--- BEGIN TASK MATERIAL ---

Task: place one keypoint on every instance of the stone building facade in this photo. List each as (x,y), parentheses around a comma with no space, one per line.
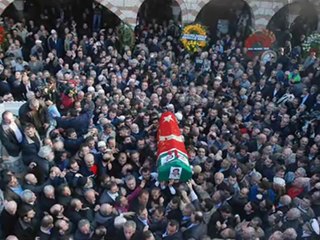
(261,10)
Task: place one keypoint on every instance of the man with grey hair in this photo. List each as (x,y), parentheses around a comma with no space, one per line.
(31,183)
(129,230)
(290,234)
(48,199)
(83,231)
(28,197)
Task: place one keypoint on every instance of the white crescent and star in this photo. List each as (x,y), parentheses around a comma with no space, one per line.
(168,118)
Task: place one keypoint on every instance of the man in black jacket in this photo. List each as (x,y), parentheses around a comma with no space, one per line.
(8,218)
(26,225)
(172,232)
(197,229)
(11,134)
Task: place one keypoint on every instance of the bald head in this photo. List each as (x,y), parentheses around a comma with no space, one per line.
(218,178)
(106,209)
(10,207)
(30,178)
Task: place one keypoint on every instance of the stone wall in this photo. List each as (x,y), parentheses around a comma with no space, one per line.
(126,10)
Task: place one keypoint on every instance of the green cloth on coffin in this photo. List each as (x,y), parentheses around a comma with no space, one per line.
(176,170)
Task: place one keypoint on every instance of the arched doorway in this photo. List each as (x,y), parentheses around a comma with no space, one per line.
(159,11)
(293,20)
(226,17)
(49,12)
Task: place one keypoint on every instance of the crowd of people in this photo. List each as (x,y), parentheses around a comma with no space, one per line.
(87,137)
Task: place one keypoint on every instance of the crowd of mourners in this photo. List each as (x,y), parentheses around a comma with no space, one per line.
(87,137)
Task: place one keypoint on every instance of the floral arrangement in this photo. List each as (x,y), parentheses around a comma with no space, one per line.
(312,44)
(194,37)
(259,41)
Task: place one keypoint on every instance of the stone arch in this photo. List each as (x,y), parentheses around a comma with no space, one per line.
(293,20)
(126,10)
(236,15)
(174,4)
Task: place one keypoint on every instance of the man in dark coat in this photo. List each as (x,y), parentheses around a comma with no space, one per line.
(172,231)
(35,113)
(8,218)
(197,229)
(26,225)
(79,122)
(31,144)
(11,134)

--- END TASK MATERIAL ---
--- BEGIN TASK MATERIAL ---

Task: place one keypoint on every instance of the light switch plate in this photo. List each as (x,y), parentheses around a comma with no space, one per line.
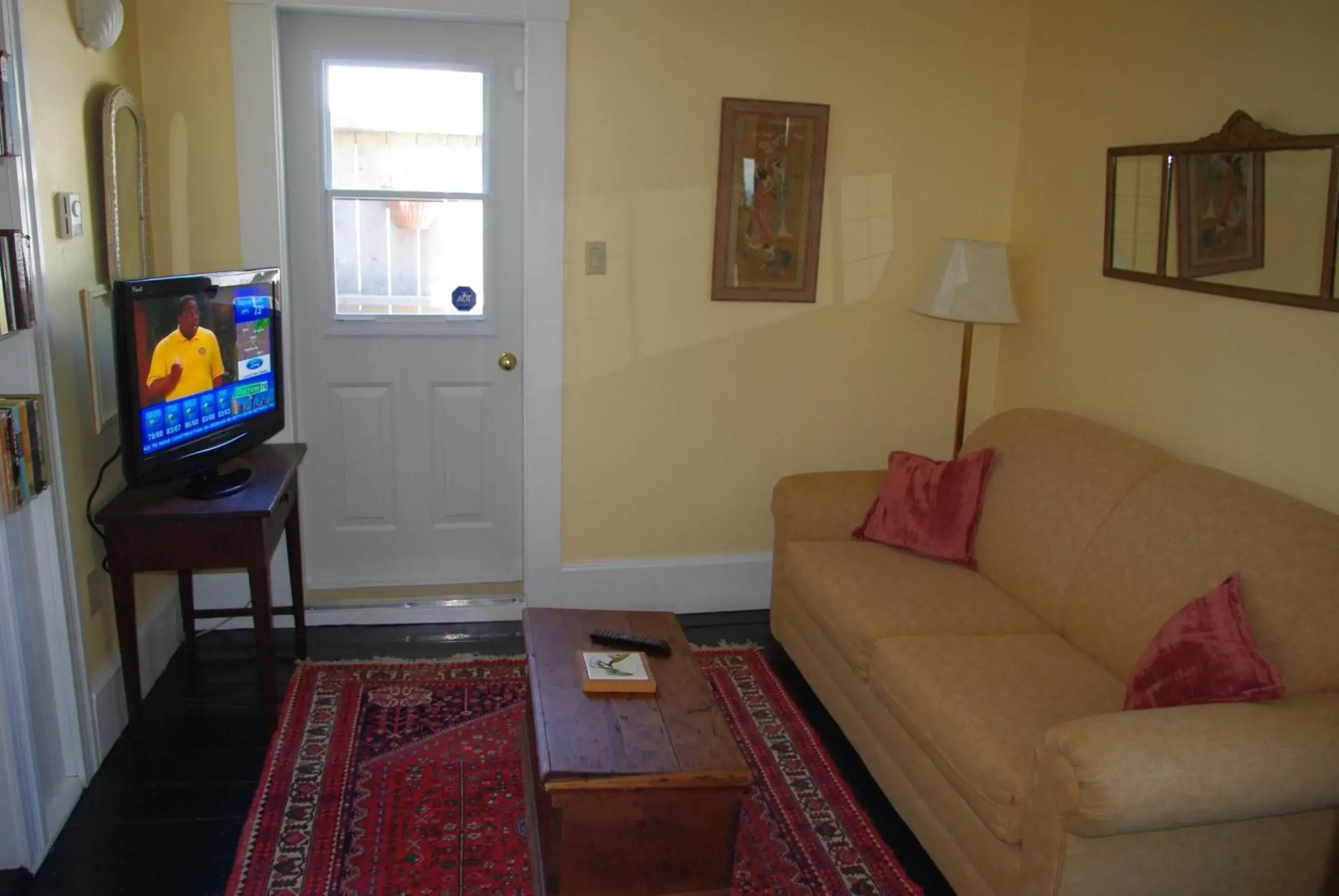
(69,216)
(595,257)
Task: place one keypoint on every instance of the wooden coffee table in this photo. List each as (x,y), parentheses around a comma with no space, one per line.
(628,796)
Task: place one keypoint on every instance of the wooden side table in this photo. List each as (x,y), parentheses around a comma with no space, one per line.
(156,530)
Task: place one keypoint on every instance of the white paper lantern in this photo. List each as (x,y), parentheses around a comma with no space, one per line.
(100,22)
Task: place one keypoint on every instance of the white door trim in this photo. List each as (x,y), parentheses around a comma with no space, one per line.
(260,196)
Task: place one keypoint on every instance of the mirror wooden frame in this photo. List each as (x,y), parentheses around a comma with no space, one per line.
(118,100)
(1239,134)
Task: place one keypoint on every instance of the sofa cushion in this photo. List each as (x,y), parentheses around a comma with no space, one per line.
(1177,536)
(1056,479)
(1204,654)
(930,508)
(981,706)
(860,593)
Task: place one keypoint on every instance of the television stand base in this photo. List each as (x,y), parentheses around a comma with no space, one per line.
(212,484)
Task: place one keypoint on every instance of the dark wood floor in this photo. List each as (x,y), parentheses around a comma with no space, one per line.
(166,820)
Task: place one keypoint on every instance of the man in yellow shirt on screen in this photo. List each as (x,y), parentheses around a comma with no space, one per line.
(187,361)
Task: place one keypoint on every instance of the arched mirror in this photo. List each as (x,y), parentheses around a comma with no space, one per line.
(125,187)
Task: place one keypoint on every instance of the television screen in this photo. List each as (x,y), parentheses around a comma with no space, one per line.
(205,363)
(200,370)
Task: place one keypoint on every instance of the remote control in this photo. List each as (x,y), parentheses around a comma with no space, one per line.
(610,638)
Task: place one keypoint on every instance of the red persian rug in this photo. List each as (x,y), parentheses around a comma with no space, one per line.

--- END TASK MATERIAL ---

## THE REQUEST
Copy the items between the lines holding "the television screen" and "Task: place one keypoint on every instance of the red", inclusive, leaving the requests unchanged. In the answers, multiply every x and y coordinate by 1.15 and round to the nearest whole number, with halves rounded up.

## RIGHT ANSWER
Task: place one keypoint on every instance of the television screen in this photo. List each as (x,y), parentheses around a comma with no space, one per line.
(236,417)
(230,426)
Task: place one keypoint on every instance of the remote control in this photo. List each as (x,y), parentheses around a comma with no space, one per line.
(702,734)
Task: place one keypoint on every instance of the red persian rug in this photo. List each as (x,y), parentheses around a comma with no space, one per line.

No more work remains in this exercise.